[Start Document]

Bob Jones University regards all forms of abuse and neglect as abhorrent. In 2011, BJU embarked on a program to review and improve our response to students who report past abuse. In subsequent months we have updated policies, implemented unprecedented awareness training, appointed a full-time abuse counselor, and appointed an ombudsman to review our policies and past responses to abuse. In the near future, we will release an ombudsman’s report, provide a comprehensive Child Safety Workshop for local church leaders, and continue to improve our care for the hurting and abused.
Below you’ll find answers to many of the questions we have received regarding our efforts in these areas.
In the fall of 2011, following a number of high profile national news reports regarding child sexual abuse, especially on college campuses, BJU took a leadership role in its part in exercising best practices in the handling of matters regarding sexual abuse. BJU leadership wanted to make certain that BJU’s policies and procedures for handling reports of sexual abuse both comply with every aspect of the law and ensure a loving, scripturally based response to those involved. To accomplish those tasks, the president with the board’s approval appointed an external committee to review policies and procedures and recommend appropriate changes or enhancements.
In addition to recommending additions to and clarifications of the University’s abuse and neglect policy, the committee recommended the University engage an independent ombudsman to reassess the support we offer to students who had been abused at some point in their past and strengthen our overall capabilities to help prevent and respond to abuse.
An ombudsman is a trusted intermediary between an organization and some internal or external constituency and represents the broad scope of constituent interests. Usually appointed by an organization, an ombudsman may, for example, investigate constituent complaints relating to the organization and attempt to resolve them.
In initiating the project with GRACE, BJU’s president outlined two purposes to the Board of Trustees and the university family for initiating the project with GRACE. They were:
- To ensure BJU’s policies and procedures for handling reports of sexual abuse comply with every aspect of the law and demonstrate a loving, scriptural based response to those involved
- To provide BJU an opportunity to communicate with and be reconciled with any former students or other individuals who believe they received inadequate help when they reported to a BJU representative that they had been abused at some point in their past
The agreement with GRACE was not prompted by any specific event, nor was there any evidence of a systemic problem of sexual abuse on or off campus involving BJU students or employees.

[End Document]
[Start Extracted records]

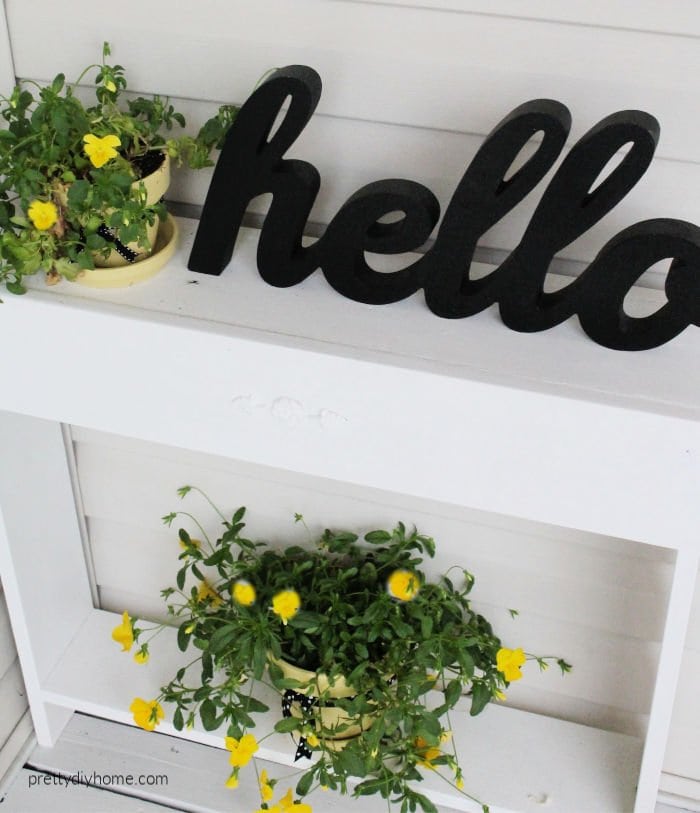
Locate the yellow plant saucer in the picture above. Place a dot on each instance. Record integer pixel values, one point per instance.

[End Extracted records]
[Start Extracted records]

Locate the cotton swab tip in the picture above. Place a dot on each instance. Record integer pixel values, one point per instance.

[End Extracted records]

Tasks to complete.
1. For each statement below, say whether it agrees with the Bob Jones University statement on abuse, answering yes or no and quoting the words from it that decide the answer. (a) The committee that reviewed the university's policies came from outside the university. (b) The agreement with GRACE was prompted by a specific event. (c) The ombudsman's report has already been released.
2. Write what comes next in the Bob Jones University statement on abuse, picking up after its last sentence.

In response.
1.
(a) Yes: "the president with the board’s approval appointed an external committee to review policies and procedures"
(b) No: "The agreement with GRACE was not prompted by any specific event"
(c) No: "In the near future, we will release an ombudsman’s report"

2.
GRACE (Godly Response to Abuse in the Christian Environment), an organization based in Lynchburg, Va., was retained to perform an independent review and fulfill BJU’s objectives as outlined by BJU leadership.
On January 10, 2013, GRACE and BJU posted a link to a survey hosted on GRACE’s website. Both GRACE and BJU explained that anyone who wanted to communicate information to GRACE could go to this link and complete the survey. GRACE then reviewed the surveys and then determined individuals they would interview or contact for a further statement.
In addition to posting the link on the BJU website, BJU included an article about GRACE in the Winter/Spring 2013 issue of BJU Magazine with a circulation of over 90,000. The article announced GRACE as our ombudsman and pointed readers to the website for specific information. In addition, to former students, faculty, staff and alumni who did not receive the magazine and for whom BJU had contact information, BJU sent emails and/or letters informing them of the survey. BJU announced the GRACE survey in chapel to current students, faculty and staff and the same day sent each of them an email link to the survey.
BJU’s abuse and neglect policy, updated in 2012, makes every BJU faculty, staff and volunteer a mandatory reporter if they learn of, or suspect, any type of abuse. The policy delineates the reporting process including who is to be notified and the time frame for notification. It also provides telephone numbers for the state, county and city agencies to which reports are to be made. View the policy..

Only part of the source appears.